**WHAT THE TASK ASKS:** Turn the material below into a Markdown table with two columns, Row and Text. Give each non-blank line its own row, numbered in order.

**GIVEN DATA:**
####
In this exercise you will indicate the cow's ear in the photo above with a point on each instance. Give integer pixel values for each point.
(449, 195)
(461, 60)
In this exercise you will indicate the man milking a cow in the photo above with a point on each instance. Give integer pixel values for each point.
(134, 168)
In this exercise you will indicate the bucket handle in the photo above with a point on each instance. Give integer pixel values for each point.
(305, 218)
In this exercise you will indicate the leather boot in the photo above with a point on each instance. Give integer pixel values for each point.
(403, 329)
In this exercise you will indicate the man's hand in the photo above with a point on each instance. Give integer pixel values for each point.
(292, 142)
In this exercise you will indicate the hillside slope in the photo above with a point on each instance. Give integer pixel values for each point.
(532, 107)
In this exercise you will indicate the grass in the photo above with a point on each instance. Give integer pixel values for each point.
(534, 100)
####
**RESULT OF THIS EXERCISE:**
| Row | Text |
|---|---|
| 1 | In this exercise you will indicate the cow's ear in the photo above with a point on each instance. Give integer pixel values for each point. |
| 2 | (449, 195) |
| 3 | (461, 60) |
| 4 | In this exercise you will indicate the man milking a cow in the photo above with a point on each instance. Give integer pixel values for each point. |
| 5 | (134, 168) |
| 6 | In this exercise you will indicate the bucket handle in the photo above with a point on each instance. Give integer pixel values for each point. |
| 7 | (305, 218) |
| 8 | In this exercise you will indicate the leather boot in the photo above with a point on each instance. Give integer pixel values for each point. |
| 9 | (403, 329) |
| 10 | In this exercise you will indicate the man's hand in the photo above with a point on each instance. Give integer pixel values for each point. |
| 11 | (292, 142) |
| 12 | In this exercise you will indicate the hillside slope in the photo above with a point on each instance. Give integer pixel values for each point. |
| 13 | (532, 107) |
| 14 | In this exercise you will indicate the grass in the photo above with a point on each instance. Give integer pixel values for each point. |
| 15 | (534, 100) |